- _WORK TO DO_
Repeat the material exactly as it appears.

(Records)
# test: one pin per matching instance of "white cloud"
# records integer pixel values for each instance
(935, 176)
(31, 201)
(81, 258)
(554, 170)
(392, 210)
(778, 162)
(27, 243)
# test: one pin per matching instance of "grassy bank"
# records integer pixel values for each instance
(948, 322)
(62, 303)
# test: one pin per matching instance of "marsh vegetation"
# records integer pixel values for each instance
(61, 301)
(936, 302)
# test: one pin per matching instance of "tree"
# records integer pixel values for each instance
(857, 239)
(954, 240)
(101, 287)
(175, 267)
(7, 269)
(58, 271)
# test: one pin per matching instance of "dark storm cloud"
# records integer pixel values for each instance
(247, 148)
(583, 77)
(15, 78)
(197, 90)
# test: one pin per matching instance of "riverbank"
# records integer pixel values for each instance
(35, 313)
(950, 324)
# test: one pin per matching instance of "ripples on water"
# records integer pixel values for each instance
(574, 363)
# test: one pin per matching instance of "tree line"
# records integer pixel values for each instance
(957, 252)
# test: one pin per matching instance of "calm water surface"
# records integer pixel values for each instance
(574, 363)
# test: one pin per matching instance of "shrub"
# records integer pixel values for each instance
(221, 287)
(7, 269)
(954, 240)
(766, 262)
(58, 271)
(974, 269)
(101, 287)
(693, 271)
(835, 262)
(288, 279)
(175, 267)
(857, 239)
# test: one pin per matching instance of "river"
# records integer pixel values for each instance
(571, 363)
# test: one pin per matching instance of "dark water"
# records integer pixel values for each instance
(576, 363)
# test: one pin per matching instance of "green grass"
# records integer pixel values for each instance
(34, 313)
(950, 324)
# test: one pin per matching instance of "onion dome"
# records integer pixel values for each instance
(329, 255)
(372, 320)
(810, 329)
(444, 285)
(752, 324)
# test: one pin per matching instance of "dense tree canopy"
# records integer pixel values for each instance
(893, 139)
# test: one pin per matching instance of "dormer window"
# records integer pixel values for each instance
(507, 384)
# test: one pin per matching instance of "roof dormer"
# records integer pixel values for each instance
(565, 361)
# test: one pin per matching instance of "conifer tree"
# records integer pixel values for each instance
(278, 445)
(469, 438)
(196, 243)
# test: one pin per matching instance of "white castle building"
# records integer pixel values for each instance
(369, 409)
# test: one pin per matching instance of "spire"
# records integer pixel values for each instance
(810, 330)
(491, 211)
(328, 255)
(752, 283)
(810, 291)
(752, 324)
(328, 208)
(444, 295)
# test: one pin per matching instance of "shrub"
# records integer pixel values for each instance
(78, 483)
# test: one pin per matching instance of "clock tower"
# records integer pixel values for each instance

- _REPLY_
# test: one pin per matching instance of "white cloud"
# records integer pixel values for each instance
(935, 176)
(31, 201)
(81, 258)
(554, 170)
(392, 210)
(778, 162)
(27, 243)
# test: one pin per matching instance of "grassy bank"
# records integer pixel values for each instance
(948, 322)
(62, 303)
# test: one pin per matching instance of "marsh vegetation"
# records integer pixel values for each instance
(61, 301)
(936, 302)
# test: one pin per matching instance of "tree"
# records integer pixel values for each instance
(857, 239)
(954, 240)
(101, 287)
(175, 267)
(7, 269)
(58, 271)
# test: one pin per matching instance of "dark storm cloud"
# records integer pixel values for each instance
(247, 148)
(583, 77)
(15, 78)
(197, 90)
# test: one pin per matching instance of "riverbank"
# records integer pixel values for each instance
(35, 313)
(950, 324)
# test: one pin per matching instance of "ripples on water"
# records integer pixel values for each instance
(574, 363)
# test: one pin per matching instance of "tree line"
# records integer pixel values for each instance
(957, 252)
# test: one pin per matching instance of "calm water surface"
# records integer pixel values for each instance
(574, 363)
# test: one pin per matching instance of "shrub"
# records integer pixel values for each instance
(221, 287)
(7, 269)
(954, 240)
(766, 262)
(58, 271)
(974, 269)
(101, 287)
(693, 271)
(835, 262)
(288, 279)
(175, 267)
(857, 239)
# test: one pin per matching instance of "river"
# records integer pixel values for each instance
(571, 363)
# test: one pin per matching instance of "dark water"
# records integer pixel values for each instance
(576, 363)
# test: one pin per matching instance of "green grass"
# records integer pixel values for each instance
(34, 313)
(950, 324)
# test: one pin per matching instance of "onion dome"
# records integer pixel values for each instance
(329, 255)
(372, 320)
(810, 329)
(444, 285)
(752, 324)
# test: one pin per matching instance of "dense tree canopy"
# records integer pixel values for each instance
(893, 139)
# test: one pin per matching instance of "dormer window"
# records integer pixel values for each instance
(507, 384)
# test: one pin per matching instance of "roof dormer"
# records integer pixel values for each instance
(565, 361)
# test: one pin per matching instance of "conifer tree"
# records integer pixel values for each instance
(278, 445)
(469, 438)
(196, 243)
# test: one pin per matching instance of "white castle building"
# records integer pixel values for each instance
(369, 409)
# test: one pin per matching instance of "spire"
# records integer pixel values for each instance
(810, 330)
(491, 211)
(328, 255)
(752, 283)
(810, 291)
(752, 324)
(328, 208)
(444, 295)
# test: one pin per matching instance of "shrub"
# records integer pixel values for each instance
(78, 483)
# test: one pin per matching instance of "clock tower"
# records integer pixel values for each instance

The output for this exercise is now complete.